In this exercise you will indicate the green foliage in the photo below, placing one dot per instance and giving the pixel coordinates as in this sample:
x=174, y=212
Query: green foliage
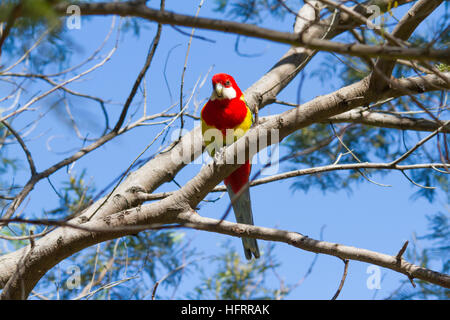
x=438, y=253
x=235, y=279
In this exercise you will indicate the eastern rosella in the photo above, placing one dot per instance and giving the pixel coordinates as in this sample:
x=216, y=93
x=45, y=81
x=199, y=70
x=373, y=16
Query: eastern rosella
x=227, y=109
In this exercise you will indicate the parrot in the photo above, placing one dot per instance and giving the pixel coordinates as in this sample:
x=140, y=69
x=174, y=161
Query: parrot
x=227, y=112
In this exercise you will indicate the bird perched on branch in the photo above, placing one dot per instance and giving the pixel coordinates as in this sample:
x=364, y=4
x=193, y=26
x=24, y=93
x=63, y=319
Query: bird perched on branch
x=225, y=118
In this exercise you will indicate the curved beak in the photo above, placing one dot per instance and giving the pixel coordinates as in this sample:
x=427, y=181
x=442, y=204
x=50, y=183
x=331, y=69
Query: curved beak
x=219, y=89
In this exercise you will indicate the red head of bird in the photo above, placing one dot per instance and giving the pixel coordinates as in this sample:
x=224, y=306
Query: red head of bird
x=224, y=87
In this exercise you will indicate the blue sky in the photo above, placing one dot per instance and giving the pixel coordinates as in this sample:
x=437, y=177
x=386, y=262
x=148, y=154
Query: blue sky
x=372, y=217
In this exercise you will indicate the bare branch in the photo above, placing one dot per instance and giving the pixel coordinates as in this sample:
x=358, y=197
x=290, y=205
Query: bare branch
x=166, y=17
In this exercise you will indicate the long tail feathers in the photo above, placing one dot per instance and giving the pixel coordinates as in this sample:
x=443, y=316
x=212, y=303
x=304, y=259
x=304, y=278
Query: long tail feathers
x=243, y=211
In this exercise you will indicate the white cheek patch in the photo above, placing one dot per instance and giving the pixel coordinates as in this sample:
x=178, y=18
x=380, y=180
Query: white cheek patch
x=229, y=93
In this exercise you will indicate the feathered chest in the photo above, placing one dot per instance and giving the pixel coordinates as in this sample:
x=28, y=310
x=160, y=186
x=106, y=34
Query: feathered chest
x=224, y=114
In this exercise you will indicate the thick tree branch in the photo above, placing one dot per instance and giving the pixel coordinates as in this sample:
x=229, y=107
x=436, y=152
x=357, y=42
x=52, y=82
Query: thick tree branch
x=195, y=221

Exercise aim ->
Output every line of the listing above as a numbered list, omitting blank lines and leaving out the pictures.

Exercise output ->
1. In this exercise you will indicate the green foliage in the photo below, placing one dot per instance and giving the pixel coordinates as in this sample:
2. x=174, y=212
3. Query: green foliage
4. x=438, y=253
5. x=235, y=279
6. In this exercise you will indicate the eastern rosella in the photo above, placing one dot per instance and giving the pixel coordinates as in this sample:
7. x=216, y=93
8. x=45, y=81
9. x=199, y=70
10. x=373, y=16
11. Query: eastern rosella
12. x=227, y=109
13. In this exercise you will indicate the parrot in the photo above, placing one dot per instance and giving the pixel coordinates as in this sample:
14. x=140, y=69
15. x=174, y=161
16. Query: parrot
17. x=227, y=112
18. In this exercise you will indicate the bird perched on branch in the photo above, placing one dot per instance and giving the pixel coordinates as in this sample:
19. x=364, y=4
20. x=193, y=26
21. x=24, y=93
22. x=63, y=319
23. Query: bird perched on branch
24. x=225, y=118
25. In this exercise you will indicate the curved beak in the photo above, placing one dot per instance and giving the pixel coordinates as in this sample:
26. x=427, y=181
27. x=442, y=204
28. x=50, y=183
29. x=331, y=69
30. Query: curved beak
31. x=219, y=89
32. In this exercise you will indicate the red head of bird in the photo above, placing one dot per instance and giving the pixel coordinates as in this sample:
33. x=224, y=306
34. Query: red head of bird
35. x=224, y=87
36. In this exercise you will indicate the blue sky in the photo above, placing one dot per instance and giving the pixel coordinates as in this sample:
37. x=437, y=177
38. x=386, y=262
39. x=148, y=154
40. Query: blue sky
41. x=372, y=217
42. In this exercise you will indicate the bare branch in the photo above, placing one dot per instance and giving the pixel coordinates as in this sample:
43. x=358, y=197
44. x=290, y=205
45. Query: bare branch
46. x=166, y=17
47. In this exercise you will indicate the long tail feathers in the photo above, placing one dot per instance and giving the pixel coordinates as in this sample:
48. x=443, y=316
49. x=212, y=303
50. x=304, y=259
51. x=304, y=278
52. Query: long tail feathers
53. x=243, y=211
54. In this exercise you will indicate the white cheek patch in the photo above, placing one dot per instance and giving the pixel coordinates as in this sample:
55. x=178, y=18
56. x=380, y=180
57. Query: white cheek patch
58. x=229, y=93
59. In this exercise you will indicate the feathered chest in the photo above, placing one dot per instance and giving the pixel coordinates as in this sample:
60. x=28, y=310
61. x=160, y=186
62. x=106, y=34
63. Query: feathered chest
64. x=224, y=114
65. In this exercise you will indicate the thick tree branch in the photo above, placing one dot per instance and giving the pixel coordinates as in this sample:
66. x=229, y=107
67. x=436, y=152
68. x=357, y=42
69. x=52, y=82
70. Query: thick tree branch
71. x=195, y=221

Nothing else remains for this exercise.